WHAT TO WORK ON
Pull out every line below holding the word "green".

++++++++

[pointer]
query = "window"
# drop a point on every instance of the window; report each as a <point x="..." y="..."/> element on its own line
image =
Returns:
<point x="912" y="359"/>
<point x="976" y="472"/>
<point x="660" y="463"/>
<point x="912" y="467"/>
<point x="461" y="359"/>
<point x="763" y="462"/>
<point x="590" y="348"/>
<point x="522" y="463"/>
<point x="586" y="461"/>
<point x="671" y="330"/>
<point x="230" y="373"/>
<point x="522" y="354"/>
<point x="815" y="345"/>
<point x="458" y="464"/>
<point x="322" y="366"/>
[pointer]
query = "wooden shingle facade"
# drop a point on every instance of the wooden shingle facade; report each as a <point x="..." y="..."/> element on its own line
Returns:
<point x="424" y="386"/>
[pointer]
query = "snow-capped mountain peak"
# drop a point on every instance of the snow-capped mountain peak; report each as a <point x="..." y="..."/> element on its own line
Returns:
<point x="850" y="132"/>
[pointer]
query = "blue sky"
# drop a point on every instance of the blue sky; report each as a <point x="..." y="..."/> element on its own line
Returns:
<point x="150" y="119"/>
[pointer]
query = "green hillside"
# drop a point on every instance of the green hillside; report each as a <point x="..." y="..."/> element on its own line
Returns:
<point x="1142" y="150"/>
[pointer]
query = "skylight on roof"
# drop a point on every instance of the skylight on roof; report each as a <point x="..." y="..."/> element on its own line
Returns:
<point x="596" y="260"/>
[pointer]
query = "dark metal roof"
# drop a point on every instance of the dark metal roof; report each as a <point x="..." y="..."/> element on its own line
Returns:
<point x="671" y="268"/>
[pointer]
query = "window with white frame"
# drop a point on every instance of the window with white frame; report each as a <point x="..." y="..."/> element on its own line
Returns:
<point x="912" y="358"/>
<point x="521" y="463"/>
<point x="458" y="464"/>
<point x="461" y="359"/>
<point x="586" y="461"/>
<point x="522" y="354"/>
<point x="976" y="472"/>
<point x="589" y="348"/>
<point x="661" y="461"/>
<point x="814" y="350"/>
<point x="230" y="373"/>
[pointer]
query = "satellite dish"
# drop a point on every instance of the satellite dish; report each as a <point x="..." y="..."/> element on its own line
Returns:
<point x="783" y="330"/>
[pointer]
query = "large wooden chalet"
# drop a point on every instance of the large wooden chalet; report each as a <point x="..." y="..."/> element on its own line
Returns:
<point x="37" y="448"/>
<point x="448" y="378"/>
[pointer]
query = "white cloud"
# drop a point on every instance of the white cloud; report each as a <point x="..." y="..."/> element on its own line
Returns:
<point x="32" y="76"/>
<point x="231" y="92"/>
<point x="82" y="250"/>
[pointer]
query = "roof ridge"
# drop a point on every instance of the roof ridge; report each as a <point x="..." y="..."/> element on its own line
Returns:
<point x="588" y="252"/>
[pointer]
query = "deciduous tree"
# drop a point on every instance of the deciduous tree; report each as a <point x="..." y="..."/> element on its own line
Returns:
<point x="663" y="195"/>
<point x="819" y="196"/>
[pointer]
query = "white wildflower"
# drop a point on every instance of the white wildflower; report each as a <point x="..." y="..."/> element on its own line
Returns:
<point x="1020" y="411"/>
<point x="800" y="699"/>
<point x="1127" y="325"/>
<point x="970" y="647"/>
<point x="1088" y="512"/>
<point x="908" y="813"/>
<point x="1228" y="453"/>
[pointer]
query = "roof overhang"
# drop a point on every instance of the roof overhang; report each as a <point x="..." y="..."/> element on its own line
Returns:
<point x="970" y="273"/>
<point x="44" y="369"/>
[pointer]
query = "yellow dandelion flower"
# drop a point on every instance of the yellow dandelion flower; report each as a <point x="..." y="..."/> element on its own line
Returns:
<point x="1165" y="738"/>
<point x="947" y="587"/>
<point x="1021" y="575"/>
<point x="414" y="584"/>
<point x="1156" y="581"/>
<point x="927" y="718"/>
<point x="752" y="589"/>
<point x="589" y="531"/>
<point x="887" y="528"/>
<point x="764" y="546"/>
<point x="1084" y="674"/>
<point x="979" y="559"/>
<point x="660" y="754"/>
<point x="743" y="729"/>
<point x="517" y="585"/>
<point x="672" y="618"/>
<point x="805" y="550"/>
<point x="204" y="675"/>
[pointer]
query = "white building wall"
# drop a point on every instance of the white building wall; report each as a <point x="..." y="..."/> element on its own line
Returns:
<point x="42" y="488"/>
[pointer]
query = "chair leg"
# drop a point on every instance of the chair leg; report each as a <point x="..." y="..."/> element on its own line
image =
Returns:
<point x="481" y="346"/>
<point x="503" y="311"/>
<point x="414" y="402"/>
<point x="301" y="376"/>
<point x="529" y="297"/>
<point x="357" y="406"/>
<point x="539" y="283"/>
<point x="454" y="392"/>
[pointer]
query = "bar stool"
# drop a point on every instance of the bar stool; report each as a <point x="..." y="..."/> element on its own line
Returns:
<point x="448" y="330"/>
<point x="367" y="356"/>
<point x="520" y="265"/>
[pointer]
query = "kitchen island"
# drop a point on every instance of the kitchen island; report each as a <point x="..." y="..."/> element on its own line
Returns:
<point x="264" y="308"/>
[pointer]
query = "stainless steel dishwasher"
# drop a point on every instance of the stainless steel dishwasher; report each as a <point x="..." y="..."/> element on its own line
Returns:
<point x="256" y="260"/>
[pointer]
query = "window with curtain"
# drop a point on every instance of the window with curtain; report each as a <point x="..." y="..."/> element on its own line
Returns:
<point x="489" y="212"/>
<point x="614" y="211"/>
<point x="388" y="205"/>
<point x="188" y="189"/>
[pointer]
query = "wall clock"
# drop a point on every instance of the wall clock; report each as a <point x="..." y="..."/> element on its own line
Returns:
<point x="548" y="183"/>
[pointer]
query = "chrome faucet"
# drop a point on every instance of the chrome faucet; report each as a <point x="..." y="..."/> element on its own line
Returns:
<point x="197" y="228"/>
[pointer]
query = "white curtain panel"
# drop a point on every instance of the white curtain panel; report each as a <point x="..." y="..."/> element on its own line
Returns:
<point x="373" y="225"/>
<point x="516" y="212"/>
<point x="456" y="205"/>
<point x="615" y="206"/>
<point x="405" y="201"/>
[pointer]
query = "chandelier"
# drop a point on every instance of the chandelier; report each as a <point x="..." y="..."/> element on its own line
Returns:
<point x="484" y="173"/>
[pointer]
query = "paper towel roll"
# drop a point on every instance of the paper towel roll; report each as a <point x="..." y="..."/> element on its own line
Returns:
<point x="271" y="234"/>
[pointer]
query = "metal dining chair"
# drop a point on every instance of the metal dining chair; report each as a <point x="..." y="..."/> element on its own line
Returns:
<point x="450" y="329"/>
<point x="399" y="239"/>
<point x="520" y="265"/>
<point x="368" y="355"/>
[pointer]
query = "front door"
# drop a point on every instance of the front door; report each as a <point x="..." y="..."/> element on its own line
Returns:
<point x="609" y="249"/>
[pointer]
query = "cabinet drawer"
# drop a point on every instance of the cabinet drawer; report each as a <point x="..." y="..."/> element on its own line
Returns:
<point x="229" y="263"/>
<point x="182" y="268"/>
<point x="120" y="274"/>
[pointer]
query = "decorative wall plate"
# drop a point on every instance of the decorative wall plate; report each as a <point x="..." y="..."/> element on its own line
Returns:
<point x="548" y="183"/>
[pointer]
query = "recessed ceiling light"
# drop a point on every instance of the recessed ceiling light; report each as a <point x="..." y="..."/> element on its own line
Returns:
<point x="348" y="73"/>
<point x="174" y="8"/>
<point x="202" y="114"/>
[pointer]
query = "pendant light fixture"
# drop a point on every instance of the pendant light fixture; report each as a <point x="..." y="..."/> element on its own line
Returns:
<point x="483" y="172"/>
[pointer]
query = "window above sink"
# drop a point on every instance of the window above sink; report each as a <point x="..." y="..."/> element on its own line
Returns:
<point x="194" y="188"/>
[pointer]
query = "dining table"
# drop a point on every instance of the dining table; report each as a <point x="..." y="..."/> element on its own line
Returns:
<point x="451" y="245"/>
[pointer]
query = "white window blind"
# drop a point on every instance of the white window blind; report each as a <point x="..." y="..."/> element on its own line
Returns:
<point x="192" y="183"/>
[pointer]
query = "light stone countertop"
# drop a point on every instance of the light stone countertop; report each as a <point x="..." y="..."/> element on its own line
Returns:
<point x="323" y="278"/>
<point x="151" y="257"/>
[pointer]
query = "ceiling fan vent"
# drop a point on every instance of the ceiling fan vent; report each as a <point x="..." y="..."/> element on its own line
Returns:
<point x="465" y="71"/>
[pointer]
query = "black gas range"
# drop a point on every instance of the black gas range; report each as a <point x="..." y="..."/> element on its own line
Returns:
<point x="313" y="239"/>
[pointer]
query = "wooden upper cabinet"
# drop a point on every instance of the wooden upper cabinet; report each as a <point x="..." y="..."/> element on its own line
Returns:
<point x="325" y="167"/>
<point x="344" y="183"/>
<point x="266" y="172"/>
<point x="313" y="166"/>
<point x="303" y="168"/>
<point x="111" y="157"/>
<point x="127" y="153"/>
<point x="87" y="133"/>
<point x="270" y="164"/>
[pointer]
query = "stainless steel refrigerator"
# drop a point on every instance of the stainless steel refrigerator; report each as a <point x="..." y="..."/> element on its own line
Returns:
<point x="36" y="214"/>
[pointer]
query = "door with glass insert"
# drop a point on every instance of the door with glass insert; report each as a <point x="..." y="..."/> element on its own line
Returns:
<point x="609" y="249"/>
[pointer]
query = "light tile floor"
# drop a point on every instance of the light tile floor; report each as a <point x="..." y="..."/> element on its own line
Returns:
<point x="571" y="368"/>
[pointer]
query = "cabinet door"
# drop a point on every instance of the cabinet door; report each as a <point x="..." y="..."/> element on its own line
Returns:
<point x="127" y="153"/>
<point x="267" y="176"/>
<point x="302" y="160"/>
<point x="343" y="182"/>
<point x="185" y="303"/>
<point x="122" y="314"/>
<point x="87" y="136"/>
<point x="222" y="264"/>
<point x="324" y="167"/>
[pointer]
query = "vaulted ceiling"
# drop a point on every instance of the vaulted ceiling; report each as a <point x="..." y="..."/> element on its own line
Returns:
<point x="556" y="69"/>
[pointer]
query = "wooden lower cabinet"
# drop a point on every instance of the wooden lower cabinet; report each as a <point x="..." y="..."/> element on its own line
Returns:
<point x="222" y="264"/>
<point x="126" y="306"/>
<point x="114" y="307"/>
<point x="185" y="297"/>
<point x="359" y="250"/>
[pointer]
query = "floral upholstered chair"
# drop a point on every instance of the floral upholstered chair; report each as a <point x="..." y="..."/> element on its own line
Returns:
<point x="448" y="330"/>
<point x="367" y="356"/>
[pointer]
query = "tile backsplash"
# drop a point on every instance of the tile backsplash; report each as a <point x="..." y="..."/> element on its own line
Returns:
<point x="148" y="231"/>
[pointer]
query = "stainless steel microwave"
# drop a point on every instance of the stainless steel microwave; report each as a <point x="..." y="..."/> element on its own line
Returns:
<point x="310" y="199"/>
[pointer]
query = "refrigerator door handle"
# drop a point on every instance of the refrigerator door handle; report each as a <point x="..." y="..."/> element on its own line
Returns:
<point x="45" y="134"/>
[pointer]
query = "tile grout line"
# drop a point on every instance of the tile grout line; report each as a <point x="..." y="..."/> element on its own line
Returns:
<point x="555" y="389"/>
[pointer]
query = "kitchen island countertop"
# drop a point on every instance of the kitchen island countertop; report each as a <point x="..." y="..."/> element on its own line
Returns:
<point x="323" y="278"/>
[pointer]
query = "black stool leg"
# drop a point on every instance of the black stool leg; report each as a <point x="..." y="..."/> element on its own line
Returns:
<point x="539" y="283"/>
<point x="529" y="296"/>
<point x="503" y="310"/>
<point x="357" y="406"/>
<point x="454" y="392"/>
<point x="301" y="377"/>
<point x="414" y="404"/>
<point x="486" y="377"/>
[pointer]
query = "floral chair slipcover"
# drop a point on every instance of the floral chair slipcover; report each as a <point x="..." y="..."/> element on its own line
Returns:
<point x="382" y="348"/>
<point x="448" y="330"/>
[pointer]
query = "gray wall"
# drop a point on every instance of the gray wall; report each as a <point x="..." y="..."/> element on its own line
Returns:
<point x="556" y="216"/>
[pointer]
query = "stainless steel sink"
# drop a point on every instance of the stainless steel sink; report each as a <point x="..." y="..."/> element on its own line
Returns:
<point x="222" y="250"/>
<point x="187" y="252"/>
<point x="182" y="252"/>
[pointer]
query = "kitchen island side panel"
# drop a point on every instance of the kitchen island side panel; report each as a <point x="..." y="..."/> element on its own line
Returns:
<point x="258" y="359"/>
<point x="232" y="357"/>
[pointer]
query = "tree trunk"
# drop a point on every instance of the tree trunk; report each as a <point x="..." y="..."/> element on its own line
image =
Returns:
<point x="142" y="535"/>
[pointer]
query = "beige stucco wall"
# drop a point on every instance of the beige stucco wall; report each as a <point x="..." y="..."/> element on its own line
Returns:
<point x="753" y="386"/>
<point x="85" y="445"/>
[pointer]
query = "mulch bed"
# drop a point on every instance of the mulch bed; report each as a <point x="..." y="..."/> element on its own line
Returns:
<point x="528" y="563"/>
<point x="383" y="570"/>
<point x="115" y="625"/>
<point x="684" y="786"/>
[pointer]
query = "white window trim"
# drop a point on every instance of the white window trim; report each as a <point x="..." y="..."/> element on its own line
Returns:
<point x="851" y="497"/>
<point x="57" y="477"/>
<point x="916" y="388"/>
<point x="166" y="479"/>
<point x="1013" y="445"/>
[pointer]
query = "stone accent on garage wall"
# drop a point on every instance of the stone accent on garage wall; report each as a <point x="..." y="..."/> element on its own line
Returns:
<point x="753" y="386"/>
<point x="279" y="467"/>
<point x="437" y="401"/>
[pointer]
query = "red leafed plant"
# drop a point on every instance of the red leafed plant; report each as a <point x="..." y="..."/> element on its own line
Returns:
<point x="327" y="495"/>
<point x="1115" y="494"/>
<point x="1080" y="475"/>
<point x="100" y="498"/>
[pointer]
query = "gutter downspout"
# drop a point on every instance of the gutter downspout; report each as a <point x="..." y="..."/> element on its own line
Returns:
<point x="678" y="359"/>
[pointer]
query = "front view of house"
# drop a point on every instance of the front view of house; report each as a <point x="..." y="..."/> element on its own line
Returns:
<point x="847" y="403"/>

++++++++

RESULT
query = "green hillside"
# drop a point on every instance of the green hillside; report each as a <point x="..." y="..."/> element on its own line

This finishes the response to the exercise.